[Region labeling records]
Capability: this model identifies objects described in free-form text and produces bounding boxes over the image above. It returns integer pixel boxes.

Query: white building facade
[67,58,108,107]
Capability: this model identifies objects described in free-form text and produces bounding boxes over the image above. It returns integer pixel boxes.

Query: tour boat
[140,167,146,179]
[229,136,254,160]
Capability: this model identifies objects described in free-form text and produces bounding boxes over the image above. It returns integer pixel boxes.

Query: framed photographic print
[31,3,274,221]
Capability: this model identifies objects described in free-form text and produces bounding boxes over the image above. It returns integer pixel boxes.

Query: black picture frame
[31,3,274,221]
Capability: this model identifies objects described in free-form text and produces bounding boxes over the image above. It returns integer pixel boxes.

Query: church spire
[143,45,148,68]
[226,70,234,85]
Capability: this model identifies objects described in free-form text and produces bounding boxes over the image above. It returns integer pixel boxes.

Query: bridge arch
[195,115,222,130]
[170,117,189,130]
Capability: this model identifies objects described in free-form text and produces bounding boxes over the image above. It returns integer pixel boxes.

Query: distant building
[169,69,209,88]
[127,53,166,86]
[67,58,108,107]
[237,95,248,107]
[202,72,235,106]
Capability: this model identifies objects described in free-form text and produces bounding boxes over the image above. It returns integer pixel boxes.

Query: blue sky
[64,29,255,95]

TO BE DONE
Rewrite all the lines of the records above, requests included, adding 146 to every bounding box coordinate in the answers.

RIGHT ANSWER
Capability: this model identifies objects described in free-form text and produces bounding boxes over the image above. It returns integer pixel boxes.

Query: white building facade
[213,204,254,253]
Capability: this model identifies objects described in free-form text and produces bounding boxes over the image above. It returns integer pixel boxes.

Query: tour boat
[286,313,292,325]
[375,282,400,306]
Capability: this model identifies objects described in free-form text and produces bounding boxes over the image above. It returns integer pixel boxes.

Query: framed photographic print
[177,149,420,367]
Capability: this model identifies objects described in free-form text and produces bounding boxes over the image above. It returns integer pixel boxes.

Query: black picture frame
[177,149,420,367]
Capability: this model identifies objects described in free-form text and produces bounding boxes over the image above. It returns integer pixel boxes.

Query: church spire
[289,191,294,214]
[372,216,380,231]
Capability: this model identifies objects described in free-form text and produces bounding boxes over the image above. It returns integer pixel boxes.

Query: bridge arch
[341,261,368,276]
[316,263,335,276]
Capability: this model identifies objects described in free-form text and produces bounding boxes over the image above. It returns integer pixel boxes.

Query: distant building
[315,215,355,234]
[273,199,312,232]
[213,204,254,253]
[383,241,394,253]
[348,218,381,252]
Capability: this model identifies objects described in free-form text and produces bounding boxes over the image above. It returns integer pixel boxes.

Query: blue sky
[210,175,401,241]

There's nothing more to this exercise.